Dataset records
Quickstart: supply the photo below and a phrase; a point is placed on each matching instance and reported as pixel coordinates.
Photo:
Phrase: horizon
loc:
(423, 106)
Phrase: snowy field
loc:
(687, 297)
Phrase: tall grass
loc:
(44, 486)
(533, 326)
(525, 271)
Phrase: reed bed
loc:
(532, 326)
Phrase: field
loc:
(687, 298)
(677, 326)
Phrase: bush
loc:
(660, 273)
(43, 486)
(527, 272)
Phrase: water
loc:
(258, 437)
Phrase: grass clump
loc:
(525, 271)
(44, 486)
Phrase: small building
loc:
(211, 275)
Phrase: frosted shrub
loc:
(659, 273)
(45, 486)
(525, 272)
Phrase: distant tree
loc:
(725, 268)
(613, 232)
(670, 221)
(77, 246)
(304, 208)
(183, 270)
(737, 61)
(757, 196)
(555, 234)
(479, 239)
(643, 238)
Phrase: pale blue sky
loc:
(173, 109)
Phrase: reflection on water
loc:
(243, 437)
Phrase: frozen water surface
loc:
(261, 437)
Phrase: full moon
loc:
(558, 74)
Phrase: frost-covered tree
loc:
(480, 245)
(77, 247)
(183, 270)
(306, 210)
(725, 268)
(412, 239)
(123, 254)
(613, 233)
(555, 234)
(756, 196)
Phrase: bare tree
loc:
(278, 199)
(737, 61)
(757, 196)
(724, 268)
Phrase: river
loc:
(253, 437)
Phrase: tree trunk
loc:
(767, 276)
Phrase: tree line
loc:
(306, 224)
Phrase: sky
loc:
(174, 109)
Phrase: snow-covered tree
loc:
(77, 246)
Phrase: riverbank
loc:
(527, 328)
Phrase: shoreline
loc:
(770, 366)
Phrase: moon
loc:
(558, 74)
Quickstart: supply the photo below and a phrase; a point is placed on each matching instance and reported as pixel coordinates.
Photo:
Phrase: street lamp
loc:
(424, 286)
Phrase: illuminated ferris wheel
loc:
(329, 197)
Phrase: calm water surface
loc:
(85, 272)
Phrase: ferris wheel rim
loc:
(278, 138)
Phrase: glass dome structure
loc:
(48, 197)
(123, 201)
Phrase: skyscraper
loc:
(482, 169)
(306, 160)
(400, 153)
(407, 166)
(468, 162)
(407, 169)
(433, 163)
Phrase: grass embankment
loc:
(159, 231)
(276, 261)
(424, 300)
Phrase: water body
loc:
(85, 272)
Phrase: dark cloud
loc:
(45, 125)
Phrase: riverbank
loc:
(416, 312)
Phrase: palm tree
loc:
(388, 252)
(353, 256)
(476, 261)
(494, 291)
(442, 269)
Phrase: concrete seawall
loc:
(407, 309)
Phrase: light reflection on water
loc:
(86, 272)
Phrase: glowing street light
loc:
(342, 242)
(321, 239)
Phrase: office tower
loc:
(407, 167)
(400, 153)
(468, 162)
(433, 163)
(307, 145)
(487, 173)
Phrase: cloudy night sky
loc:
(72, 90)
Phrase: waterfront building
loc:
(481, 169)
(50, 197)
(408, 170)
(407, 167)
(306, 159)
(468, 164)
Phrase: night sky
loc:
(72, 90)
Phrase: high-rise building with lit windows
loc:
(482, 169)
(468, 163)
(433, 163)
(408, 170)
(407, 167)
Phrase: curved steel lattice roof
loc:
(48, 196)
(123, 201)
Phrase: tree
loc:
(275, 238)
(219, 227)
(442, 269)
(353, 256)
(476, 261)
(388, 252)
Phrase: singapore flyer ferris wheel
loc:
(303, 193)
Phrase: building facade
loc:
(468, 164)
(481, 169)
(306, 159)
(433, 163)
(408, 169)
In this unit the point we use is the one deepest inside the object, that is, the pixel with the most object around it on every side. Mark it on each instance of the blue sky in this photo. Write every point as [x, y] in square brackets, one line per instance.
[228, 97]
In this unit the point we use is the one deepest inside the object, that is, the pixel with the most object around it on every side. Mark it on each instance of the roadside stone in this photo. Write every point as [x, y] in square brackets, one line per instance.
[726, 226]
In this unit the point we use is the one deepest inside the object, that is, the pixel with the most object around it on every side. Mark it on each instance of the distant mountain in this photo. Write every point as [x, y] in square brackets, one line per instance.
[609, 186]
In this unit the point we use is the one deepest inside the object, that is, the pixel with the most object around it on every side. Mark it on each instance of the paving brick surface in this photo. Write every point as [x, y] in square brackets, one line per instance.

WHAT THE EXERCISE ASKS =
Copy all of the data above verbatim, line for line.

ANSWER FOR THIS EXERCISE =
Quickstart: supply the photo below and a phrase; a point is placed on each matching instance and reported as pixel coordinates.
Photo:
Phrase: horizon
loc:
(423, 106)
Phrase: snowy field
loc:
(687, 297)
Phrase: tall grass
loc:
(44, 486)
(533, 326)
(525, 271)
Phrase: reed bed
loc:
(532, 326)
Phrase: field
loc:
(687, 298)
(677, 326)
Phrase: bush
loc:
(660, 273)
(43, 486)
(527, 272)
Phrase: water
loc:
(258, 437)
Phrase: grass clump
loc:
(525, 271)
(44, 486)
Phrase: small building
loc:
(211, 275)
Phrase: frosted shrub
loc:
(659, 273)
(45, 486)
(525, 272)
Phrase: distant tree
loc:
(725, 268)
(613, 232)
(670, 221)
(77, 246)
(304, 208)
(183, 270)
(737, 61)
(757, 196)
(555, 234)
(479, 239)
(643, 238)
Phrase: pale blue sky
loc:
(173, 109)
Phrase: reflection on water
loc:
(243, 437)
Phrase: frozen water surface
loc:
(261, 437)
Phrase: full moon
loc:
(558, 74)
Phrase: frost-covered tree
loc:
(480, 245)
(77, 247)
(183, 270)
(306, 210)
(725, 268)
(412, 239)
(123, 254)
(613, 233)
(555, 234)
(756, 196)
Phrase: bare tree
loc:
(278, 199)
(737, 61)
(757, 196)
(724, 268)
Phrase: river
loc:
(253, 437)
Phrase: tree trunk
loc:
(767, 276)
Phrase: tree line
loc:
(306, 224)
Phrase: sky
loc:
(174, 109)
Phrase: snow-covered tree
loc:
(77, 246)
Phrase: riverbank
loc:
(527, 328)
Phrase: shoreline
loc:
(770, 366)
Phrase: moon
loc:
(558, 74)
Quickstart: supply the photo below and a phrase; a point is placed on each matching instance and reported as pixel coordinates.
Photo:
Phrase: street lamp
loc:
(424, 286)
Phrase: illuminated ferris wheel
loc:
(329, 197)
Phrase: calm water surface
loc:
(85, 272)
Phrase: ferris wheel rim
loc:
(278, 138)
Phrase: glass dome structure
loc:
(48, 197)
(123, 201)
Phrase: skyscraper
loc:
(482, 169)
(306, 160)
(400, 153)
(407, 166)
(468, 162)
(407, 169)
(433, 163)
Phrase: grass embankment
loc:
(159, 231)
(276, 261)
(424, 300)
Phrase: water body
loc:
(85, 272)
Phrase: dark cloud
loc:
(45, 125)
Phrase: riverbank
loc:
(416, 312)
Phrase: palm tree
loc:
(388, 252)
(353, 256)
(476, 261)
(494, 291)
(442, 269)
Phrase: concrete seawall
loc:
(407, 309)
Phrase: light reflection on water
loc:
(86, 272)
Phrase: glowing street light
loc:
(342, 242)
(321, 239)
Phrase: office tower
loc:
(407, 167)
(400, 153)
(468, 162)
(433, 163)
(307, 145)
(487, 173)
Phrase: cloudy night sky
loc:
(72, 90)
Phrase: waterfront building
loc:
(481, 169)
(50, 197)
(408, 170)
(407, 167)
(306, 159)
(468, 164)
Phrase: night sky
loc:
(72, 90)
Phrase: high-rise building with lit windows
loc:
(482, 169)
(468, 163)
(433, 163)
(408, 170)
(407, 167)
Phrase: curved steel lattice roof
loc:
(48, 196)
(123, 201)
Phrase: tree
loc:
(275, 238)
(219, 227)
(442, 269)
(353, 256)
(476, 261)
(388, 252)
Phrase: singapore flyer ferris wheel
loc:
(303, 193)
Phrase: building facade
loc:
(468, 164)
(481, 169)
(306, 159)
(433, 163)
(408, 169)
In this unit the point we use is the one deepest inside the object, that is, the pixel with the most object around it on every side. Mark it on each instance of the blue sky in this photo. Write every point as [x, y] in square brackets, one line per instance.
[228, 97]
In this unit the point we use is the one deepest inside the object, that is, the pixel with the most object around it on every side. Mark it on each instance of the roadside stone in this photo. Write every point as [x, y] in square brackets, one line per instance.
[726, 226]
In this unit the point we use is the one deepest inside the object, that is, the pixel with the most object around it on every side. Mark it on each instance of the distant mountain in this photo. Write every point as [x, y] in square brackets, one line per instance.
[609, 186]
In this unit the point we use is the one deepest inside the object, that is, the pixel with the most object around it on every side. Mark it on each instance of the paving brick surface in this photo. Write every point as [x, y] in square brackets, one line per instance.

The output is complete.